**** Material shown

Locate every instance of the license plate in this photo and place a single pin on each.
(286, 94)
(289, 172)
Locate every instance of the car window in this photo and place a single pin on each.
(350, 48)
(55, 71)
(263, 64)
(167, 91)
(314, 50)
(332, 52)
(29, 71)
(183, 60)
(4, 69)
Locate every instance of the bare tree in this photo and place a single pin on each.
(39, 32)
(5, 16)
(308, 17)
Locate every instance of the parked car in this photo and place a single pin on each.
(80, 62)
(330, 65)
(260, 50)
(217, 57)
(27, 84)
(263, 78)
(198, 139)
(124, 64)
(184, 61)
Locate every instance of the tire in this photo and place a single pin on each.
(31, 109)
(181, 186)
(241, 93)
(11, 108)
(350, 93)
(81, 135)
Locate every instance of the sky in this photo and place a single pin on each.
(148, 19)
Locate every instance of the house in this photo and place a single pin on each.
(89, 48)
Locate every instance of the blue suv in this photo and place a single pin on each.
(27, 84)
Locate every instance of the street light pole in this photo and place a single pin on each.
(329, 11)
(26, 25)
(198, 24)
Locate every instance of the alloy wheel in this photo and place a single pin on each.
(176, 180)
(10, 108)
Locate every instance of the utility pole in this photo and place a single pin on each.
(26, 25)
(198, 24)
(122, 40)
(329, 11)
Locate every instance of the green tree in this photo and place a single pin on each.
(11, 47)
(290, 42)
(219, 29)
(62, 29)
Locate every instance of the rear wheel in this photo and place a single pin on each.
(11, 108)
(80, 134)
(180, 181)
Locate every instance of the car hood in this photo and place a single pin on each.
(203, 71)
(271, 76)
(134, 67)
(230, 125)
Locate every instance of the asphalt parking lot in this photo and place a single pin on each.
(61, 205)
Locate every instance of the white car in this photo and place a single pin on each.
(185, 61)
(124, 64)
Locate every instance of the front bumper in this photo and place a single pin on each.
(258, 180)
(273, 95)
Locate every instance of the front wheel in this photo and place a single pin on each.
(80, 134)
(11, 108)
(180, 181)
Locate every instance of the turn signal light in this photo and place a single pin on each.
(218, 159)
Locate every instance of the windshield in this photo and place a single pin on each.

********

Reproduce each of the items above verbatim, from the first line to the last.

Exercise answer
Locate every instance of the license plate in this photo and place a single pin on each.
(286, 94)
(289, 172)
Locate every instance of the car window in this photo and place a single pin on each.
(350, 48)
(55, 71)
(263, 64)
(167, 91)
(314, 50)
(332, 52)
(29, 71)
(183, 60)
(4, 69)
Locate every instance of the bare tree in this photo and place a single pin on each.
(39, 32)
(5, 16)
(308, 17)
Locate every instance of the parked car in this photo and place a single pin on each.
(80, 62)
(330, 65)
(260, 50)
(217, 57)
(27, 84)
(263, 78)
(198, 139)
(124, 64)
(184, 61)
Locate every instance of the tire in this photo and place a single pin on each.
(31, 109)
(181, 186)
(241, 93)
(11, 108)
(350, 93)
(81, 135)
Locate every instance of the sky in this photo and place a single pin on each.
(148, 19)
Locate every instance of the house in this photo and place a single pin on each.
(89, 48)
Locate every instance of the blue suv in this photo and place a single pin on each.
(27, 84)
Locate every instance of the street light pole in this photo and place a single pin on each.
(329, 11)
(26, 25)
(198, 24)
Locate every instance of the alloy wheel in this photo and place a single pin on each.
(176, 180)
(10, 108)
Locate every instance of the utility pole in this photo and place a single pin on each.
(26, 25)
(198, 24)
(122, 40)
(329, 11)
Locate every instance of the green tree in this photo and place a single pin on each.
(11, 47)
(290, 42)
(219, 29)
(62, 29)
Locate every instance of the rear wheel in this photo and place a single pin on each.
(11, 108)
(80, 134)
(180, 181)
Locate every instance of the car hood in this photo and place a single pin on each.
(203, 71)
(271, 76)
(134, 67)
(230, 125)
Locate every instance of the asphalt parking lot in this photo and place a single pin on each.
(61, 205)
Locate every instance of the white car in this photo and place a single pin on each.
(185, 61)
(124, 64)
Locate every instance of the front bumper in this photo and place a single pin on each.
(258, 180)
(273, 95)
Locate every instance of the front wheel in this photo and place a single pin on each.
(80, 134)
(11, 108)
(180, 181)
Locate every instance of the turn signal light in this photo and place a single pin on each.
(218, 159)
Locate every instance of the windshield in this photo and place a single pin on each.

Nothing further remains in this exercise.